## [DATA FOR THIS EXERCISE]
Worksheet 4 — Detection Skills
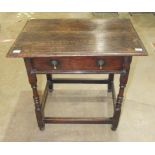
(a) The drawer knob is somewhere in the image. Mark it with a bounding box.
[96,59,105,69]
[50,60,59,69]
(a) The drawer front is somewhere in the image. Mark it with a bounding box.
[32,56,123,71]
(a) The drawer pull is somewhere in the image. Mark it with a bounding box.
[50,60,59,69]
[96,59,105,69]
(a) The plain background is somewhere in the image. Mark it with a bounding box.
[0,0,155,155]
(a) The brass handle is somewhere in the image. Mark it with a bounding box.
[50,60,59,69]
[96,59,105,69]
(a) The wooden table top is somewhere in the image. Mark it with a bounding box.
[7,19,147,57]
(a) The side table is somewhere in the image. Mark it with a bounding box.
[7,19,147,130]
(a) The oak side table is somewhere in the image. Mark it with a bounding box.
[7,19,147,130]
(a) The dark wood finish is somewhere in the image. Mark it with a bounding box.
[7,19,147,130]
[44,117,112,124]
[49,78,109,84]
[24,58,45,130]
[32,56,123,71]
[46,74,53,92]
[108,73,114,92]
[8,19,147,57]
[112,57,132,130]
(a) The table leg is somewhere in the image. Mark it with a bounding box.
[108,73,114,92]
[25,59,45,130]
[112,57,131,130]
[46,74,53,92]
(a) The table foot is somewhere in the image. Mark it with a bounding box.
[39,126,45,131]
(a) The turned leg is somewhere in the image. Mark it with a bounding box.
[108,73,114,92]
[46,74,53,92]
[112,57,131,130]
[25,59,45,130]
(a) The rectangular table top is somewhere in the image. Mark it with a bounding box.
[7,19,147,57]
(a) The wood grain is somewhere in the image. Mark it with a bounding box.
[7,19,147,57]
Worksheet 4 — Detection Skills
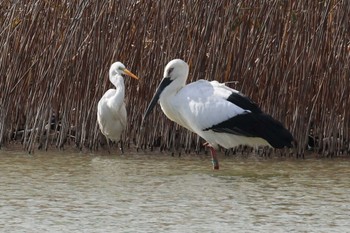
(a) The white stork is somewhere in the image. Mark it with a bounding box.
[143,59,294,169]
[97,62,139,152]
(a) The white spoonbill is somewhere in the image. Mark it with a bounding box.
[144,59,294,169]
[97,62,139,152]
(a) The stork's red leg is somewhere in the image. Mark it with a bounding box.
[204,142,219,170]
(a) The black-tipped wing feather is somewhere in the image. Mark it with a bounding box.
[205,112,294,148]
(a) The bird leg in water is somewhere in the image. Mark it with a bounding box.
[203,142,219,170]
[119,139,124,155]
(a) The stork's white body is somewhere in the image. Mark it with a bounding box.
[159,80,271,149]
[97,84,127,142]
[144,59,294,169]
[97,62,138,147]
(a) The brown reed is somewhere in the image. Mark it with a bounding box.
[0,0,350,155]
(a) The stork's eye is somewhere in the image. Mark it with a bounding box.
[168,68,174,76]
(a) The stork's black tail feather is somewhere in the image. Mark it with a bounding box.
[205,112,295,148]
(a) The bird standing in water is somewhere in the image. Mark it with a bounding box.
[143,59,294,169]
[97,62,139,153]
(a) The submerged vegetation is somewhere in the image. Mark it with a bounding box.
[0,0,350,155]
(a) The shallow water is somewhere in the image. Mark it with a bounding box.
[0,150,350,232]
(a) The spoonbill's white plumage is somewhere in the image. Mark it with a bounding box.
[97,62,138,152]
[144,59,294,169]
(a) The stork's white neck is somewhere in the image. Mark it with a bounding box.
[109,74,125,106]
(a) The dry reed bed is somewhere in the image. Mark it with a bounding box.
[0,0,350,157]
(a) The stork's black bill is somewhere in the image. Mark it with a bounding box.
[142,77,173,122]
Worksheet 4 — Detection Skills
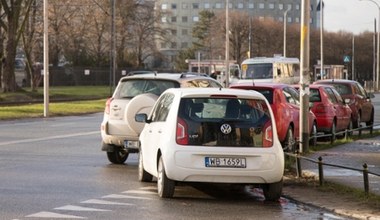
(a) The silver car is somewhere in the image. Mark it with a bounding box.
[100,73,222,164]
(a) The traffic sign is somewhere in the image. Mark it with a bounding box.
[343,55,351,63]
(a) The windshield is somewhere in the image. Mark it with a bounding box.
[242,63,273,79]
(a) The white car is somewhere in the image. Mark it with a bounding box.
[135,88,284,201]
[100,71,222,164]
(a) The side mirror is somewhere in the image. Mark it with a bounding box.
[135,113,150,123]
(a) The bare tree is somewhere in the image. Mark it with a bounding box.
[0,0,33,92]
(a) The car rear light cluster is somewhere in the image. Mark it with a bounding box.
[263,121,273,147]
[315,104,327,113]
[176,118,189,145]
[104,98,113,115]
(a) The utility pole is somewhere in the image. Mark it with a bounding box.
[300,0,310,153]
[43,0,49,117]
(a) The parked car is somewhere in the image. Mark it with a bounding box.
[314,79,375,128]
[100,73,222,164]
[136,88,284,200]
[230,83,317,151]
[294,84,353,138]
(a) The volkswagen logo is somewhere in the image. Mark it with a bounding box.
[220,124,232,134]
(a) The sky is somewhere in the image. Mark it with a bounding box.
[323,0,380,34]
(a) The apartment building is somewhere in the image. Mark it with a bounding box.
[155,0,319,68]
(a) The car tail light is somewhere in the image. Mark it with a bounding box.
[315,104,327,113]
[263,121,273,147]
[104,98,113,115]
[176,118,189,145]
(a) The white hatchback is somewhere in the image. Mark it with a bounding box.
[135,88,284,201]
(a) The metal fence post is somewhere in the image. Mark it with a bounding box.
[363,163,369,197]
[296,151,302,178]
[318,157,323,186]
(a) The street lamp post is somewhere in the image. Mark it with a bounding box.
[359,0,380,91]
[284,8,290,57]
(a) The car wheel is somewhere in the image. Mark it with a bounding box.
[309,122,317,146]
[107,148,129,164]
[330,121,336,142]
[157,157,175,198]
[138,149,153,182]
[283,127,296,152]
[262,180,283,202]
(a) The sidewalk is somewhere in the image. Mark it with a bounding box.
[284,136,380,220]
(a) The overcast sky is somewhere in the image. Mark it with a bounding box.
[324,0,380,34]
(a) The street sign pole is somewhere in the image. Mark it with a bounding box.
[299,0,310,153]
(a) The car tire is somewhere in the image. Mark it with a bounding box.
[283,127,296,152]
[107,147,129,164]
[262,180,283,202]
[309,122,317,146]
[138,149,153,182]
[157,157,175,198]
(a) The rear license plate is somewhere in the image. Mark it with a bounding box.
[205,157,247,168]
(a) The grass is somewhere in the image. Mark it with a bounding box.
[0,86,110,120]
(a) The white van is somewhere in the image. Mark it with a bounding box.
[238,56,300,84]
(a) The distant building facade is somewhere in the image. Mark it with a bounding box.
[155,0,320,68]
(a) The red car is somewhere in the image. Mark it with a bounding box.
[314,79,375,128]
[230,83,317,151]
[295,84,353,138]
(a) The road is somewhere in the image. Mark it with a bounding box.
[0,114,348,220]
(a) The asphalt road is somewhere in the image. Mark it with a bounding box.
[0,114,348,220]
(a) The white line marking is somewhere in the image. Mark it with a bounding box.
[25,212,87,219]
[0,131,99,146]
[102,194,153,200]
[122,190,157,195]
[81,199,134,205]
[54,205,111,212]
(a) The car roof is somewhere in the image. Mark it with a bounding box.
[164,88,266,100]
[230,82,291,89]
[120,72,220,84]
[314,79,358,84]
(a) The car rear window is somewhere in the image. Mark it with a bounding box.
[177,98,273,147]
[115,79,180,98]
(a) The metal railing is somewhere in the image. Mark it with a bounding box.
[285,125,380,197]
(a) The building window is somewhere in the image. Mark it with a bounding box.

## [AIM]
From the items above, output each line from the line with "(a) The bird leg" up to and including the line with "[109,74,125,106]" as a JSON list of strings, one string per line, omitting blank lines.

## [FINAL RESULT]
[
  "(a) The bird leg in water is somewhere in the image. Mark it with a bounding box.",
  "[203,142,219,170]",
  "[119,139,124,155]",
  "(a) The stork's white body is somewhere in the image. Mark it with a bounding box.",
  "[159,80,271,149]",
  "[97,84,127,142]",
  "[144,59,294,169]",
  "[97,62,138,147]",
  "(a) The brown reed is somewhere in the image. Mark it with a bounding box.",
  "[0,0,350,155]",
  "(a) The stork's eye is somewhere in the image. Mark it with a bounding box.",
  "[168,68,174,76]",
  "(a) The stork's black tail feather is somewhere in the image. Mark it with a bounding box.",
  "[205,112,295,148]",
  "(a) The bird standing in water is somewhere in the image. Mark it with a bounding box.",
  "[143,59,294,169]",
  "[97,62,139,153]",
  "(a) The submerged vegetation is somewhere in the image. Mark it with a bounding box.",
  "[0,0,350,155]",
  "(a) The shallow water is somewhere in the image. Mark it with a bounding box.",
  "[0,150,350,232]",
  "(a) The spoonbill's white plumage is somewhere in the image. Mark it with a bounding box.",
  "[97,62,138,152]",
  "[144,59,294,169]",
  "(a) The stork's white neck is somewhere in the image. Mark it with a bounding box.",
  "[109,74,125,106]"
]